• Try it
Line by line, repeat all the material exactly as it appears.

[Opening Material to process section]

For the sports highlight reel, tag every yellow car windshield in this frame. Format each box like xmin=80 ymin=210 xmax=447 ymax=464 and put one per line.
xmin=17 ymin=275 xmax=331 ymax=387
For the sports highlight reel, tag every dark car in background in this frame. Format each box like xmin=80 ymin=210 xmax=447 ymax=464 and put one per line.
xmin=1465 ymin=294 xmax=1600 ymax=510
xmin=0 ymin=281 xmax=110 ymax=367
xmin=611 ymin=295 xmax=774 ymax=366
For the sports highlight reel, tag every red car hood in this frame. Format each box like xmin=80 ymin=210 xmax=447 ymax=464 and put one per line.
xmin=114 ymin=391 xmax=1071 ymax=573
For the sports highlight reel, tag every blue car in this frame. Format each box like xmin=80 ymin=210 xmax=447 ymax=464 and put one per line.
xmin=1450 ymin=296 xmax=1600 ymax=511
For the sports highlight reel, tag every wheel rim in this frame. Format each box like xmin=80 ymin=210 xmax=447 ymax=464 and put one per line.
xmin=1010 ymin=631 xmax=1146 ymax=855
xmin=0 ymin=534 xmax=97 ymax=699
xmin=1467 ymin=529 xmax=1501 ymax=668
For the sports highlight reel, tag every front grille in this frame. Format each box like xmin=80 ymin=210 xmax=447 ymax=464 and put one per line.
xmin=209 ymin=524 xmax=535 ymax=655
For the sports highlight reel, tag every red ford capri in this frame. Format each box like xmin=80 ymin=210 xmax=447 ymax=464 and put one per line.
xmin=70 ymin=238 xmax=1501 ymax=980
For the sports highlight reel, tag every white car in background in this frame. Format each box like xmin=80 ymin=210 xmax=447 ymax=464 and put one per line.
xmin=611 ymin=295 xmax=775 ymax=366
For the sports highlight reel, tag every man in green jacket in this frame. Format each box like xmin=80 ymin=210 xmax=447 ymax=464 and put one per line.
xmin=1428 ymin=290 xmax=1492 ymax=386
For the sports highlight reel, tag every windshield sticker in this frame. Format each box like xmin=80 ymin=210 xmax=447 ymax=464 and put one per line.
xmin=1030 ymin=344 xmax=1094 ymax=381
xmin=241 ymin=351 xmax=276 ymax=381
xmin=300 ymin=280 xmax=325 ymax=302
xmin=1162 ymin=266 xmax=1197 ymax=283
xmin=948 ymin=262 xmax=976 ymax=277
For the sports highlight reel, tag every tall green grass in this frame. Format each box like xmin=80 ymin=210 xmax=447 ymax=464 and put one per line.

[Closing Material to process section]

• Solution to the problem
For the sports highlight reel, tag every yellow car windshield in this frame. Format each box like xmin=80 ymin=210 xmax=447 ymax=464 and put one per line.
xmin=17 ymin=275 xmax=331 ymax=387
For the sports highlight reel, tag every dark car in background in this frame. Format each box like xmin=80 ymin=210 xmax=447 ymax=464 and put one per line.
xmin=1465 ymin=294 xmax=1600 ymax=510
xmin=0 ymin=281 xmax=110 ymax=367
xmin=611 ymin=295 xmax=774 ymax=366
For the sports highlight reel, tag every red car hood in this frame. Format each box like xmin=80 ymin=210 xmax=447 ymax=464 and put one per line.
xmin=114 ymin=391 xmax=1071 ymax=573
For the sports highlight reel, tag every blue car in this frame. Format each box like xmin=80 ymin=210 xmax=447 ymax=464 and put one per line.
xmin=1450 ymin=296 xmax=1600 ymax=511
For the sports highlight reel, tag every wheel rim in this frame. Format each box like xmin=80 ymin=210 xmax=447 ymax=464 and put one per line.
xmin=1010 ymin=631 xmax=1146 ymax=855
xmin=0 ymin=534 xmax=97 ymax=699
xmin=1467 ymin=529 xmax=1501 ymax=668
For the sports highlight reel, tag every front grille in this frame. Format each box like xmin=80 ymin=210 xmax=447 ymax=464 and put one per line.
xmin=209 ymin=524 xmax=535 ymax=655
For the sports highlight reel, tag every red ford capri in this frame. Format each box like xmin=80 ymin=210 xmax=447 ymax=464 and put one per line.
xmin=70 ymin=238 xmax=1501 ymax=980
For the sports highlight reel, tag every white car in background in this frame. Format each box like xmin=80 ymin=210 xmax=447 ymax=464 and put one per line.
xmin=611 ymin=295 xmax=775 ymax=366
For the sports highlight reel, tag every man in green jacket in this frame. Format each box like xmin=80 ymin=210 xmax=447 ymax=464 and put one per line.
xmin=1428 ymin=290 xmax=1492 ymax=386
For the sports highlight reel, tag every windshield sticker in this frame. Format each box like xmin=80 ymin=210 xmax=447 ymax=464 and put one per line.
xmin=1030 ymin=344 xmax=1094 ymax=381
xmin=241 ymin=351 xmax=276 ymax=381
xmin=300 ymin=280 xmax=325 ymax=302
xmin=1162 ymin=266 xmax=1197 ymax=283
xmin=948 ymin=262 xmax=976 ymax=277
For the sports highlight reel, tag every tall green grass in this frame. Format each box like xmin=80 ymin=210 xmax=447 ymax=464 and put one per line.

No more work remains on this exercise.